Copy all of the material below exactly.

Location labeling records:
************

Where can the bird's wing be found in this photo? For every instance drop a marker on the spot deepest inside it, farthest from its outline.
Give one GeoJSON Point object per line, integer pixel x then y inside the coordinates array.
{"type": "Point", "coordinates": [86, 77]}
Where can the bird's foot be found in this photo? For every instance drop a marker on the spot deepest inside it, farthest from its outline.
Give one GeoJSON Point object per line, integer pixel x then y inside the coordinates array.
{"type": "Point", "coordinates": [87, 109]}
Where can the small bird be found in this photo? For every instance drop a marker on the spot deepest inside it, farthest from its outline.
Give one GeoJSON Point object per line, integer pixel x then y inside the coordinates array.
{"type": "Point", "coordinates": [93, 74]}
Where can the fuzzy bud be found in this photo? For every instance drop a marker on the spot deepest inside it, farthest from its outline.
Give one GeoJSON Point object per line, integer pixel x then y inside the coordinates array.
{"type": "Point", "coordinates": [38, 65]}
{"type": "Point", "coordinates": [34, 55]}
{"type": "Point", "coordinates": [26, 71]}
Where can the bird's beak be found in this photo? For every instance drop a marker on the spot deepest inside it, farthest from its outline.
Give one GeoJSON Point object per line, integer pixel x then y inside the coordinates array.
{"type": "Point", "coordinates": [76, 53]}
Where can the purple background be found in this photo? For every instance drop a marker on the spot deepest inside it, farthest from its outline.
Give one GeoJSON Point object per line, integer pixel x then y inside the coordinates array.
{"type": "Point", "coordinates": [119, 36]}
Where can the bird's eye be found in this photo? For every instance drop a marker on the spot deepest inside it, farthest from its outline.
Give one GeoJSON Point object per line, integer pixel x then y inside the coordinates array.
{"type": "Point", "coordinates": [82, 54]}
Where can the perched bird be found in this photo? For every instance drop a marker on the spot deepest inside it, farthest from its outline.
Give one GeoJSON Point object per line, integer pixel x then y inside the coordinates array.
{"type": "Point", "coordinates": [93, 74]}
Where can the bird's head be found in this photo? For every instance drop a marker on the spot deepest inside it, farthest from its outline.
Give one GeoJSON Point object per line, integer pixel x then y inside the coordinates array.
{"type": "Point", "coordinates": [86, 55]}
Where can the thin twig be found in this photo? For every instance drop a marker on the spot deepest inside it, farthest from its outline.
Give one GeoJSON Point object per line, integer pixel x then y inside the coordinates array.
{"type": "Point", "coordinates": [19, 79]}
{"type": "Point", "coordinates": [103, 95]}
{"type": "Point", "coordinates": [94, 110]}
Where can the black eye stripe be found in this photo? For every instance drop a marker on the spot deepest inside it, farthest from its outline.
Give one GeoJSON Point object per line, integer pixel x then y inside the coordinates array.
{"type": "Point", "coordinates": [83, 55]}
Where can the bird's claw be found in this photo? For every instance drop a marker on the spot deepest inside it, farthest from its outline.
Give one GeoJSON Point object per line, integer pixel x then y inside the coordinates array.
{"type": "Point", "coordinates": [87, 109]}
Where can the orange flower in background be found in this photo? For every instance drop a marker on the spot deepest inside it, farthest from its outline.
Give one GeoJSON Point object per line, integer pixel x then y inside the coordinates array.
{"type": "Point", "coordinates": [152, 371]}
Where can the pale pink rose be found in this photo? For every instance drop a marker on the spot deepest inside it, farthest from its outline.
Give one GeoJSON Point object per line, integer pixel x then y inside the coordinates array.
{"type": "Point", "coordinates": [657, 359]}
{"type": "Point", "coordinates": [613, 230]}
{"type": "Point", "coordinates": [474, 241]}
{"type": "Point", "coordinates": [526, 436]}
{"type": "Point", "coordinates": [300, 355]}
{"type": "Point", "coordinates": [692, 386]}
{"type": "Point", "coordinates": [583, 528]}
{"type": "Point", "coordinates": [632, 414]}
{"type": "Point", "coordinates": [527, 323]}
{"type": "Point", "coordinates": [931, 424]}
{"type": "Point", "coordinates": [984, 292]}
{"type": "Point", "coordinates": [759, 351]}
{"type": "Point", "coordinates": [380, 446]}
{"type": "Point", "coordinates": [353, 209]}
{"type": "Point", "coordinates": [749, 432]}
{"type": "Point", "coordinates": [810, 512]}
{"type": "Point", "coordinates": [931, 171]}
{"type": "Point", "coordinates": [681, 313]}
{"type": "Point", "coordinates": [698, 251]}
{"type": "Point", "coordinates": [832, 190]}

************

● **Solution for this task**:
Where can the bird's wing be found in this photo? For every instance drop a marker on the spot deepest inside it, farthest from its outline.
Give one GeoJSON Point object per line, integer pixel x then y inside the coordinates array.
{"type": "Point", "coordinates": [86, 77]}
Where can the bird's foot be found in this photo? For every instance drop a marker on the spot deepest inside it, farthest from its outline.
Give one GeoJSON Point object per line, integer pixel x then y inside the coordinates array.
{"type": "Point", "coordinates": [87, 109]}
Where can the small bird be found in this photo? For every instance drop a marker on the spot deepest inside it, farthest from its outline.
Give one GeoJSON Point object per line, integer pixel x then y inside the coordinates array.
{"type": "Point", "coordinates": [93, 74]}
Where can the fuzzy bud be found in this photo? For every instance drop a marker on the spot deepest inside it, farthest from its outline.
Give one GeoJSON Point object per line, integer pixel x then y inside the coordinates array.
{"type": "Point", "coordinates": [38, 65]}
{"type": "Point", "coordinates": [34, 55]}
{"type": "Point", "coordinates": [26, 71]}
Where can the bird's beak be found in this photo? For every instance drop a marker on the spot deepest inside it, farthest from its outline.
Give one GeoJSON Point object per line, integer pixel x then y inside the coordinates array.
{"type": "Point", "coordinates": [76, 53]}
Where can the purple background be found in this photo? For every instance drop a marker on the spot deepest inside it, farthest from its outline.
Give one GeoJSON Point object per line, integer pixel x then y inside the coordinates array.
{"type": "Point", "coordinates": [119, 36]}
Where can the bird's eye be found in this photo? For every instance drop a marker on the spot deepest inside it, farthest from its outline.
Give one GeoJSON Point object per line, integer pixel x then y inside the coordinates array.
{"type": "Point", "coordinates": [82, 54]}
Where can the perched bird be found in this photo? For every instance drop a marker on the spot deepest inside it, farthest from its outline.
Give one GeoJSON Point object per line, integer pixel x then y inside the coordinates array.
{"type": "Point", "coordinates": [93, 74]}
Where can the bird's head be found in this photo? For every instance drop a marker on the spot deepest inside it, farthest from its outline.
Give one GeoJSON Point object per line, integer pixel x then y inside the coordinates array.
{"type": "Point", "coordinates": [86, 55]}
Where can the thin twig be found in this photo? For every instance drop a marker on the spot deepest inside it, farthest from its outline.
Give one GeoJSON Point object per line, integer pixel x then y inside the coordinates array.
{"type": "Point", "coordinates": [19, 79]}
{"type": "Point", "coordinates": [103, 95]}
{"type": "Point", "coordinates": [94, 110]}
Where can the black eye stripe be found in this photo? For every instance drop a marker on the spot deepest inside it, farthest from its outline.
Give one GeoJSON Point object per line, integer pixel x then y inside the coordinates array.
{"type": "Point", "coordinates": [83, 55]}
Where can the bird's claw be found in this photo? For every instance drop a marker on the spot deepest inside it, farthest from its outline.
Give one GeoJSON Point object per line, integer pixel x then y inside the coordinates array.
{"type": "Point", "coordinates": [87, 109]}
Where can the orange flower in background be found in this photo? For every instance drop a marker on the spot deepest inside it, farthest from its outline.
Give one GeoJSON Point object per line, integer pixel x then y inside the coordinates array.
{"type": "Point", "coordinates": [152, 371]}
Where can the pale pink rose be found in this photo? For every instance drop a marker on the spot deepest inside it, farthest from its outline.
Give one GeoJSON Point object per line, integer pixel x then y inside the coordinates array.
{"type": "Point", "coordinates": [657, 359]}
{"type": "Point", "coordinates": [613, 230]}
{"type": "Point", "coordinates": [474, 241]}
{"type": "Point", "coordinates": [526, 436]}
{"type": "Point", "coordinates": [300, 355]}
{"type": "Point", "coordinates": [692, 386]}
{"type": "Point", "coordinates": [583, 528]}
{"type": "Point", "coordinates": [632, 414]}
{"type": "Point", "coordinates": [527, 323]}
{"type": "Point", "coordinates": [931, 424]}
{"type": "Point", "coordinates": [984, 292]}
{"type": "Point", "coordinates": [759, 351]}
{"type": "Point", "coordinates": [380, 446]}
{"type": "Point", "coordinates": [353, 209]}
{"type": "Point", "coordinates": [749, 432]}
{"type": "Point", "coordinates": [810, 512]}
{"type": "Point", "coordinates": [931, 171]}
{"type": "Point", "coordinates": [681, 313]}
{"type": "Point", "coordinates": [698, 251]}
{"type": "Point", "coordinates": [832, 190]}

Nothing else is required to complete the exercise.